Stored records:
========================================================================
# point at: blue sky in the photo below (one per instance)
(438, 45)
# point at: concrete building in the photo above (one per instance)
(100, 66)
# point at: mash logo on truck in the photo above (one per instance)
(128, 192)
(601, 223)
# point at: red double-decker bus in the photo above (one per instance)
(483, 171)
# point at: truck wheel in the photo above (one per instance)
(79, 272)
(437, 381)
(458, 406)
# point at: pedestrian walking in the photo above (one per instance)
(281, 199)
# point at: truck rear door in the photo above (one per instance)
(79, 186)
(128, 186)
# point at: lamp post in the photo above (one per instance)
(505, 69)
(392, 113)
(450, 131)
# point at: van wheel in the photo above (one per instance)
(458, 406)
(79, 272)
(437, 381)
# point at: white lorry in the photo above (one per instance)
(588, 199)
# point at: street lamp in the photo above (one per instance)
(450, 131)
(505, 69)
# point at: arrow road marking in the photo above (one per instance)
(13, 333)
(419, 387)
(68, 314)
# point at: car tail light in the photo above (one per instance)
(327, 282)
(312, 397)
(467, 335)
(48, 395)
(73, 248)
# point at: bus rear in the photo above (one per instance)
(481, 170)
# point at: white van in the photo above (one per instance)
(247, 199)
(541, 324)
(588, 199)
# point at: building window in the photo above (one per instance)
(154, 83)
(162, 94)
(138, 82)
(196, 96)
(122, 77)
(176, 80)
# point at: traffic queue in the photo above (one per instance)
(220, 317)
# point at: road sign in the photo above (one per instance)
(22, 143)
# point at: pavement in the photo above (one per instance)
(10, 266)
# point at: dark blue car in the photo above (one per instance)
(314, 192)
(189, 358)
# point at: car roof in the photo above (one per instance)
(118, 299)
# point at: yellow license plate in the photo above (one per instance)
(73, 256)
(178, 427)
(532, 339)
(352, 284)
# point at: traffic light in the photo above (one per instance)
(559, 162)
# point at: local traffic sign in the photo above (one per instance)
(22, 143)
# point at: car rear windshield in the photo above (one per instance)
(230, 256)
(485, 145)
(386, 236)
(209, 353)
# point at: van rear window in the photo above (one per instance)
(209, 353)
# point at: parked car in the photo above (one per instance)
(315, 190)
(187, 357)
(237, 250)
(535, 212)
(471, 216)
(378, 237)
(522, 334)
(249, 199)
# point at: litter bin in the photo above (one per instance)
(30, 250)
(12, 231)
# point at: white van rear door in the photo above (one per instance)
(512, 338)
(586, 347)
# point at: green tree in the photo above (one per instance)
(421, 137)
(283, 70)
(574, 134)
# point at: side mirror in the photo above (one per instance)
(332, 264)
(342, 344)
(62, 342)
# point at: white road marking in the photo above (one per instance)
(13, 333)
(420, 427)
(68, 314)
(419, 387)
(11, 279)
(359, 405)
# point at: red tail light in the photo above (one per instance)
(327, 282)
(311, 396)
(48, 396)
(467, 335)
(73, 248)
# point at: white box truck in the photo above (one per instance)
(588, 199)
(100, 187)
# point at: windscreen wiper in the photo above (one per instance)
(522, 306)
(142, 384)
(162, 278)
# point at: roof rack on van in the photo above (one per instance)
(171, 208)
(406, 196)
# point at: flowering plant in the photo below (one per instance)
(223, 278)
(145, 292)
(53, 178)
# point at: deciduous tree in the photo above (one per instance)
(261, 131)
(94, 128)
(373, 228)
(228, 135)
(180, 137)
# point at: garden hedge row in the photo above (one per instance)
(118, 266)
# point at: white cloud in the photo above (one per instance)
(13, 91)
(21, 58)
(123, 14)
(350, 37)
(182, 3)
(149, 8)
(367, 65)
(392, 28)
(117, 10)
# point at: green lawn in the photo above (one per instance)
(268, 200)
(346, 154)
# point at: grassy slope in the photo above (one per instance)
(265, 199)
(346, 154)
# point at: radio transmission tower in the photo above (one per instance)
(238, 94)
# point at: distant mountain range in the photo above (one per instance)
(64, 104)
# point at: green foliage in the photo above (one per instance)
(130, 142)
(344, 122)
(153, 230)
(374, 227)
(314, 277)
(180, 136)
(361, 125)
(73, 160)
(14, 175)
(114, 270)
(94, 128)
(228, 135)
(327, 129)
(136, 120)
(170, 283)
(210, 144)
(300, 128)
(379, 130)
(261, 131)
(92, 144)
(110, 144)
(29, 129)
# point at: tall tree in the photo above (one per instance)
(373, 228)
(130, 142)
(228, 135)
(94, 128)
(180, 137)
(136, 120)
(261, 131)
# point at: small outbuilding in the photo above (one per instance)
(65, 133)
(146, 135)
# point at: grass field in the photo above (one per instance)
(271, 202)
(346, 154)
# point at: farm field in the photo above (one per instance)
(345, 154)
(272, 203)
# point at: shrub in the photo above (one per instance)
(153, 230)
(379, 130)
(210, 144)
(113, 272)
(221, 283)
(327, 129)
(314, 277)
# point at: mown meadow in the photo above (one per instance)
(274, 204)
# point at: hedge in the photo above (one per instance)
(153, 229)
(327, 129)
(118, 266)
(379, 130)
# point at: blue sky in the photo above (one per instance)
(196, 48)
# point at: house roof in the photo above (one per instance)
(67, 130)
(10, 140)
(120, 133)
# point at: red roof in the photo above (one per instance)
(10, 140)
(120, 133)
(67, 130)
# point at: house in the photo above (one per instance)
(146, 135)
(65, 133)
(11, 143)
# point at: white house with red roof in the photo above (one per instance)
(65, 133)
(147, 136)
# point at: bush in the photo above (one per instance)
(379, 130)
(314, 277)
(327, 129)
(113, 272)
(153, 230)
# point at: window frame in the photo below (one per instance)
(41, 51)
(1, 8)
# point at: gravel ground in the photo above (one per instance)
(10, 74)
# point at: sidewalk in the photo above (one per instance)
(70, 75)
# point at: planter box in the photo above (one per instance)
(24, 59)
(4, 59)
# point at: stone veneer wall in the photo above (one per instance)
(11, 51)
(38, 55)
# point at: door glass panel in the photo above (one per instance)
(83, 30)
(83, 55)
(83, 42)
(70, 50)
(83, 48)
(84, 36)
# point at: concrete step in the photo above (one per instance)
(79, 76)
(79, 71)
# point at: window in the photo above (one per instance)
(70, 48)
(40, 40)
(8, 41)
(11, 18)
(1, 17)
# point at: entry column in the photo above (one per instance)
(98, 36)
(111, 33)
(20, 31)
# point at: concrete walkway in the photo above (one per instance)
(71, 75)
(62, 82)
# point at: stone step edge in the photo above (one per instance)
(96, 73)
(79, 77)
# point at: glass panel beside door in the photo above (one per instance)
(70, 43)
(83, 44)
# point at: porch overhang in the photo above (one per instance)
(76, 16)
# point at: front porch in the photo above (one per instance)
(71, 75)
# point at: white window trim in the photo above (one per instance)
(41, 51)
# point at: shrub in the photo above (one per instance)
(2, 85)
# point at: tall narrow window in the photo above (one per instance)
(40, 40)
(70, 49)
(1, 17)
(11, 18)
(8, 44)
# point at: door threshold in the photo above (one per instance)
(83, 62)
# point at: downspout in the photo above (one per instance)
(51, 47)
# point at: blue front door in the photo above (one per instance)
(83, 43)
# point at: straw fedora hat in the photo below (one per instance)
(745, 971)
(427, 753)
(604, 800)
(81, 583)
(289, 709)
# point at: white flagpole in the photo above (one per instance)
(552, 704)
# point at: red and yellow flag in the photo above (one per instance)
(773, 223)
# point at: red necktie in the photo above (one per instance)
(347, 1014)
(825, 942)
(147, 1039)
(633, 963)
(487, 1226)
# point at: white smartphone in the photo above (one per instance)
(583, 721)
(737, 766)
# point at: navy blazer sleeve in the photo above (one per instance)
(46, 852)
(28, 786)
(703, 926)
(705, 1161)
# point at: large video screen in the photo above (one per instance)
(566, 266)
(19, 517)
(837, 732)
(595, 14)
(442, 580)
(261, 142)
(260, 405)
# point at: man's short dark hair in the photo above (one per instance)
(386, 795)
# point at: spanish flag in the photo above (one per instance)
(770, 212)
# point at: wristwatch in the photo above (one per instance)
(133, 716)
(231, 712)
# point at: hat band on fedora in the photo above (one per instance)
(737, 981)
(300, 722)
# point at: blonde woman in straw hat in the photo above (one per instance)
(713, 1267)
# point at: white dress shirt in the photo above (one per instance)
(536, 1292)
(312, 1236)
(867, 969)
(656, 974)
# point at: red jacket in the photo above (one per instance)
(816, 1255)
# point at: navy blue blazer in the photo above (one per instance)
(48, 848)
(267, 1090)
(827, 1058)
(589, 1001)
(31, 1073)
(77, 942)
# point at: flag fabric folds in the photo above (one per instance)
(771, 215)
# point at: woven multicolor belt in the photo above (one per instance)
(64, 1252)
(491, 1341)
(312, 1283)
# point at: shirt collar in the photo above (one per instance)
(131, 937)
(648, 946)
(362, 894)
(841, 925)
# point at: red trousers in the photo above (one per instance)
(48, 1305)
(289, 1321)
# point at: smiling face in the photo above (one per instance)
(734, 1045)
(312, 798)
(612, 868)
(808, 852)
========================================================================
> TASK BRIEF: Write out all of the lines above, exactly, from the line containing "# point at: man's" down to the last line, with both of those lines included.

> REPLY:
# point at: man's short dark hair in the photo above (one per instance)
(386, 795)
# point at: spanish flag in the photo above (one per instance)
(770, 212)
# point at: wristwatch in the photo above (one per instance)
(133, 716)
(231, 712)
# point at: hat band on fedora in the photo above (one per instance)
(737, 981)
(300, 722)
# point at: blonde woman in straw hat in the photo above (one per instance)
(713, 1267)
# point at: white dress shirt in the photo above (one per instance)
(536, 1292)
(312, 1236)
(867, 969)
(656, 974)
# point at: red jacket in the photo above (one per instance)
(816, 1255)
# point at: navy blue blazer in the photo above (one per instance)
(48, 848)
(267, 1090)
(827, 1058)
(589, 1001)
(31, 1073)
(77, 942)
# point at: flag fabric folds in the photo above (one per instance)
(771, 215)
# point at: woven multicolor belt in the photo above (one per instance)
(64, 1252)
(491, 1341)
(312, 1283)
# point at: shirt collar in the photo above (one per instance)
(131, 937)
(648, 946)
(362, 894)
(841, 925)
# point at: red trousers in the photo above (one per instance)
(48, 1305)
(289, 1321)
# point at: smiling face in the photo above (one per instance)
(734, 1045)
(312, 798)
(612, 868)
(808, 852)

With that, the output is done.